* [EXERCISE AIM]:
Find every line in the records that contains the word "grey", and copy each of those lines. Matching is case-sensitive.

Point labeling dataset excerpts
┄┄┄┄┄┄┄┄┄┄┄┄┄┄┄┄┄┄┄┄

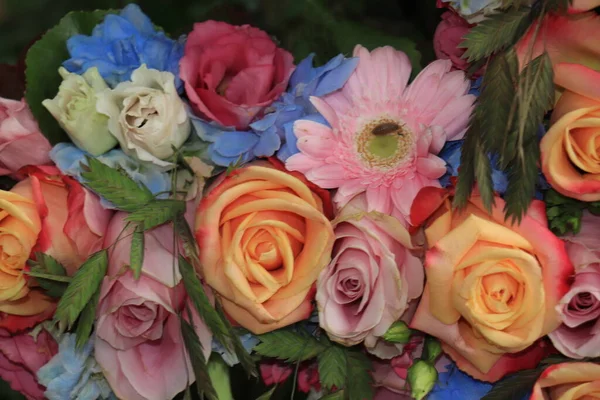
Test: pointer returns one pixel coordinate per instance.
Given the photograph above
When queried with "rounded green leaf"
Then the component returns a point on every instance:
(43, 60)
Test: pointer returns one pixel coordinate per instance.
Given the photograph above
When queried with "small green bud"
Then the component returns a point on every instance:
(399, 332)
(431, 349)
(421, 378)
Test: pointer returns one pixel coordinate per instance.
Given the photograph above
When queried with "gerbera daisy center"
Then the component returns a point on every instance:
(384, 142)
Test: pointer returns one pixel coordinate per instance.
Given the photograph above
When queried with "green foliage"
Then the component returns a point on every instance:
(43, 60)
(136, 256)
(50, 275)
(157, 212)
(194, 349)
(82, 288)
(115, 186)
(496, 33)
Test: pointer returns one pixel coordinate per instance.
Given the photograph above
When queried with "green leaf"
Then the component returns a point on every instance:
(332, 367)
(289, 346)
(86, 320)
(495, 33)
(82, 288)
(215, 321)
(358, 380)
(42, 63)
(268, 394)
(194, 349)
(157, 212)
(115, 186)
(136, 257)
(516, 386)
(50, 275)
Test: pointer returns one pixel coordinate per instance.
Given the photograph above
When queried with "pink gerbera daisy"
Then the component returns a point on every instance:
(384, 135)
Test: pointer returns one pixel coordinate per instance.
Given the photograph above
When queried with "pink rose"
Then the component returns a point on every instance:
(138, 337)
(232, 73)
(21, 142)
(273, 373)
(448, 36)
(371, 278)
(20, 358)
(579, 335)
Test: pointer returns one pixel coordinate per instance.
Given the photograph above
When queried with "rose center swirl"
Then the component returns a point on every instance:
(384, 143)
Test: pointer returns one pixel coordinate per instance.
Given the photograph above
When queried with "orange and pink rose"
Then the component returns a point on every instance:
(492, 288)
(264, 237)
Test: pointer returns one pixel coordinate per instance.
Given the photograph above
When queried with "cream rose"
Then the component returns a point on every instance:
(146, 115)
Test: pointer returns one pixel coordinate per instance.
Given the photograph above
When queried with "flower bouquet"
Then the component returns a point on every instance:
(183, 216)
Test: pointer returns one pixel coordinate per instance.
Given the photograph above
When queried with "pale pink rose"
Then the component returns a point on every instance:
(21, 142)
(579, 335)
(232, 73)
(274, 372)
(21, 356)
(448, 36)
(371, 278)
(138, 338)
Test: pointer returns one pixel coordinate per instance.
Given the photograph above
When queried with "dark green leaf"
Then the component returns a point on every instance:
(194, 349)
(115, 186)
(358, 381)
(136, 257)
(268, 394)
(289, 346)
(43, 60)
(86, 320)
(495, 33)
(332, 367)
(82, 288)
(516, 386)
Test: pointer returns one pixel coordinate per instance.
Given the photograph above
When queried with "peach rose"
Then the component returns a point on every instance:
(492, 288)
(568, 381)
(264, 239)
(570, 152)
(50, 213)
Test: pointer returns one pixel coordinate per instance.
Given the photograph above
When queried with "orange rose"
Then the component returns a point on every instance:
(264, 239)
(50, 213)
(570, 152)
(568, 381)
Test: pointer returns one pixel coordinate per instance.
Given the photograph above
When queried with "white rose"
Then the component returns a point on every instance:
(74, 107)
(146, 115)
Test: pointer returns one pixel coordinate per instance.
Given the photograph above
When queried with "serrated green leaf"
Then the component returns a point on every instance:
(82, 288)
(358, 380)
(289, 346)
(495, 33)
(157, 212)
(42, 63)
(268, 394)
(86, 320)
(115, 186)
(194, 349)
(136, 257)
(332, 367)
(516, 386)
(215, 321)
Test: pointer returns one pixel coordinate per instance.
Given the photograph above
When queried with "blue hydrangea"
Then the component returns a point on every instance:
(121, 44)
(68, 159)
(74, 374)
(455, 384)
(273, 133)
(249, 341)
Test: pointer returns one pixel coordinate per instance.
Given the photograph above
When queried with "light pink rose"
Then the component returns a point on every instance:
(579, 335)
(232, 73)
(21, 142)
(20, 358)
(371, 278)
(448, 36)
(139, 344)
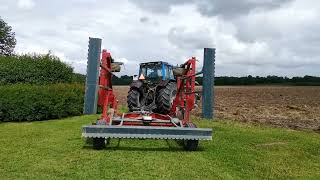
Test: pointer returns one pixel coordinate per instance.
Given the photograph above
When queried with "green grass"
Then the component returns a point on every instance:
(54, 149)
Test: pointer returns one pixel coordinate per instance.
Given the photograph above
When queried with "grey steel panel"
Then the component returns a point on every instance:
(93, 64)
(208, 83)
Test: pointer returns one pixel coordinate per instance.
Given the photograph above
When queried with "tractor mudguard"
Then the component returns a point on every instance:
(136, 84)
(163, 83)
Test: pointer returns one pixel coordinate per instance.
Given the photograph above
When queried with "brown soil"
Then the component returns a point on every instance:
(282, 106)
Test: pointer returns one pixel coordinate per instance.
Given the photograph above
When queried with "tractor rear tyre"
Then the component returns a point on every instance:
(165, 98)
(190, 145)
(134, 99)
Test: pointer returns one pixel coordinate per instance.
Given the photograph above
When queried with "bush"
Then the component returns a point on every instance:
(34, 69)
(25, 102)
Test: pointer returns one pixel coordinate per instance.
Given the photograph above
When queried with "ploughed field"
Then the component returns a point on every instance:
(295, 107)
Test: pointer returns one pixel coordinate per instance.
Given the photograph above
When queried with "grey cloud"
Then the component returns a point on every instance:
(196, 39)
(144, 19)
(234, 8)
(163, 6)
(226, 9)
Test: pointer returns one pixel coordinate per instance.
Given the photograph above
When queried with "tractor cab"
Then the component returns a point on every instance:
(156, 71)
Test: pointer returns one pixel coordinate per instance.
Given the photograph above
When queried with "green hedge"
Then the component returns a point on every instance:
(25, 102)
(34, 69)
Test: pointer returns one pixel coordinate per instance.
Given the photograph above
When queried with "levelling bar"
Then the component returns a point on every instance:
(146, 132)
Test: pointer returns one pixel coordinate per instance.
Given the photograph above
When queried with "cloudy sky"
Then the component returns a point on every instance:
(257, 37)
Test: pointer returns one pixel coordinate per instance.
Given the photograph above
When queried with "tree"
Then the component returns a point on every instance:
(7, 39)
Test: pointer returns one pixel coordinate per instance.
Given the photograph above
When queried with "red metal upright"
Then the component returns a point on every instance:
(106, 98)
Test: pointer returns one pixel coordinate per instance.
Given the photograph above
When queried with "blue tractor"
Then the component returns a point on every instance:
(154, 90)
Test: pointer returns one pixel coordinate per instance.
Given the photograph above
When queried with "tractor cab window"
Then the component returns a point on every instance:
(151, 72)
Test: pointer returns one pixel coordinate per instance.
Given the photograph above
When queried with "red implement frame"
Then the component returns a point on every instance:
(182, 105)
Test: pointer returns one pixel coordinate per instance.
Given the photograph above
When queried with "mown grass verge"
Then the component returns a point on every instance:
(54, 149)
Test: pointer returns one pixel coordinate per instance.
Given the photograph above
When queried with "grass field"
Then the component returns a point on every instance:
(54, 149)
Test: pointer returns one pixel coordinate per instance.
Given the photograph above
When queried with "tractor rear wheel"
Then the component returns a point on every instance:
(165, 98)
(190, 145)
(134, 99)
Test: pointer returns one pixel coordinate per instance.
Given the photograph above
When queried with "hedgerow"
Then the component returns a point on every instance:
(26, 102)
(34, 69)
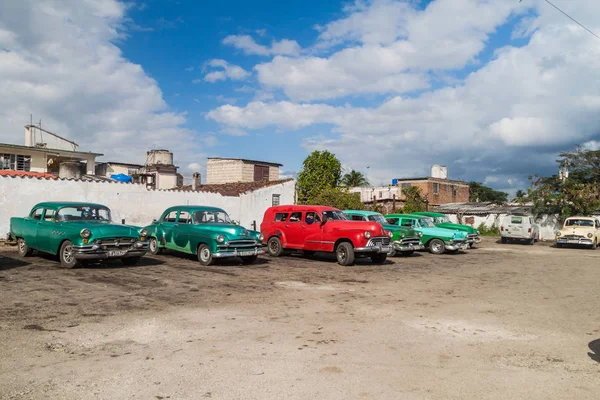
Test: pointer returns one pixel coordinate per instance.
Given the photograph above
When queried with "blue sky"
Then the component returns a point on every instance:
(494, 89)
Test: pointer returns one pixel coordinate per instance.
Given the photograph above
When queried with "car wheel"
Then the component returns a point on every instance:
(437, 246)
(205, 255)
(345, 254)
(24, 250)
(274, 247)
(378, 258)
(249, 260)
(129, 261)
(66, 255)
(153, 247)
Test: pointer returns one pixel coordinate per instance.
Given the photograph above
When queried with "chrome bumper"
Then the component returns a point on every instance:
(239, 253)
(95, 251)
(578, 241)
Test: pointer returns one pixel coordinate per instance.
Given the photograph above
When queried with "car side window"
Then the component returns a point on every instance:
(171, 217)
(49, 215)
(37, 214)
(296, 217)
(184, 218)
(281, 217)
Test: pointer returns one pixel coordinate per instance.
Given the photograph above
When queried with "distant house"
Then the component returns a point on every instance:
(44, 152)
(230, 170)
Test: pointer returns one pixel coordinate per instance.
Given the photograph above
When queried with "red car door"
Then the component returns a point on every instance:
(293, 231)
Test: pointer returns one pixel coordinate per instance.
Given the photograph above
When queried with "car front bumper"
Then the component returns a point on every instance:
(239, 252)
(578, 241)
(96, 252)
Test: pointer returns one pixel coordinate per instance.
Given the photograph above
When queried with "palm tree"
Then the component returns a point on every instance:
(354, 179)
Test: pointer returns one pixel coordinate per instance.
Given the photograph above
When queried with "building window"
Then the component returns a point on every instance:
(261, 173)
(15, 162)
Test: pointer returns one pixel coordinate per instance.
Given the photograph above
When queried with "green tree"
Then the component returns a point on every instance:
(321, 170)
(484, 194)
(413, 200)
(354, 179)
(338, 198)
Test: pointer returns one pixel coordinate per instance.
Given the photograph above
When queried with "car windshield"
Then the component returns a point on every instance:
(334, 215)
(211, 217)
(579, 222)
(426, 223)
(377, 218)
(83, 213)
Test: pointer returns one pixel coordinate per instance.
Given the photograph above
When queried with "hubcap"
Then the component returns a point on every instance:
(68, 254)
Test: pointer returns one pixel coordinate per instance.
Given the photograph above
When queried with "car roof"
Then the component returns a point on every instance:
(301, 208)
(60, 204)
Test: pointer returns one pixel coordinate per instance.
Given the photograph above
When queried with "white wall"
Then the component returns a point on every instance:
(134, 203)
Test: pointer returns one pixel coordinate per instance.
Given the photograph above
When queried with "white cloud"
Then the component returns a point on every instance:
(59, 62)
(233, 72)
(249, 46)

┄┄┄┄┄┄┄┄┄┄┄┄┄┄┄┄┄┄┄┄

* [FINAL RESULT]:
When queried with "grey steel panel"
When queried with "grey cloud"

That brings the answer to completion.